▶ EXERCISE REQUIREMENTS
Without altering a word, return the records below, but exclude the pictures.

EXTRACTED RECORDS Block Start

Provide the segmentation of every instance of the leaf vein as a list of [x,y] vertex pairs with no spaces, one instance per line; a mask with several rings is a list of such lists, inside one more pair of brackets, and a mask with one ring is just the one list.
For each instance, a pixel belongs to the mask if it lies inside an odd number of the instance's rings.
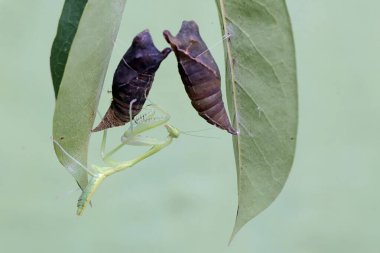
[[[256,50],[256,52],[258,53],[258,55],[263,59],[263,61],[268,65],[270,66],[270,68],[272,69],[273,71],[273,75],[276,79],[276,82],[278,84],[281,84],[281,81],[280,81],[280,78],[278,77],[275,69],[274,69],[274,66],[273,64],[264,56],[264,54],[259,50],[259,48],[257,47],[256,43],[253,41],[253,39],[251,38],[251,36],[235,21],[233,20],[232,18],[230,18],[229,16],[226,16],[226,19],[232,24],[234,25],[236,28],[238,28],[242,34],[248,39],[249,43],[251,44],[251,46]],[[261,79],[261,78],[260,78]],[[265,82],[264,82],[265,83]],[[286,93],[283,89],[283,87],[281,85],[279,85],[280,87],[280,90],[283,94],[284,97],[286,97]]]

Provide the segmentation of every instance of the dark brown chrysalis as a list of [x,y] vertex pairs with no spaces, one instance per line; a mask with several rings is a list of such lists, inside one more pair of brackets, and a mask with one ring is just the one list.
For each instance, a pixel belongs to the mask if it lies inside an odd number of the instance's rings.
[[130,106],[132,118],[141,111],[152,87],[154,73],[170,52],[170,48],[160,52],[148,30],[133,39],[113,76],[112,103],[92,132],[128,123],[131,120]]
[[199,34],[198,25],[183,21],[177,36],[166,30],[164,37],[177,57],[182,82],[198,114],[208,123],[236,135],[224,108],[218,66]]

EXTRACTED RECORDS Block End

▶ RESULT OF THIS TASK
Provide the segmentation of every instance of the leaf vein as a list of [x,y] vertex pairs with no spaces, one instance per line; a mask with several rings is a list of such lists, inside one more pair of brackets, and a mask with one ring is just the one list.
For each instance, a pixel belongs to the mask if it lies inside an odd number of the instance's rings.
[[[256,50],[256,52],[258,53],[258,55],[263,59],[263,61],[268,65],[270,66],[270,68],[272,69],[273,71],[273,75],[276,79],[276,82],[278,84],[281,84],[281,81],[280,81],[280,78],[278,77],[275,69],[274,69],[274,66],[273,64],[264,56],[264,54],[259,50],[259,48],[257,47],[256,43],[253,41],[253,39],[251,38],[251,36],[235,21],[233,20],[232,18],[230,18],[229,16],[226,16],[226,19],[232,24],[234,25],[236,28],[238,28],[242,34],[248,39],[249,43],[251,44],[251,46]],[[261,79],[261,78],[260,78]],[[265,82],[264,82],[265,83]],[[286,93],[283,89],[283,87],[281,85],[279,85],[280,87],[280,90],[283,94],[284,97],[286,97]]]

Provide the segmentation of every instance of the dark brown chrysalis as a list of [x,y] vertex pairs with no spaces, one instance per line; a mask with several rings is a list of such lists, inside one more pair of brackets, and a mask with one ring is just the one list.
For each instance, a pixel belongs to the mask if it lies inside an odd number of the instance's rings.
[[130,106],[132,118],[141,111],[152,87],[154,73],[170,52],[170,48],[160,52],[148,30],[133,39],[113,76],[112,103],[92,132],[128,123],[131,120]]
[[199,34],[198,25],[183,21],[177,36],[166,30],[164,37],[177,57],[182,82],[198,114],[208,123],[236,135],[224,108],[218,66]]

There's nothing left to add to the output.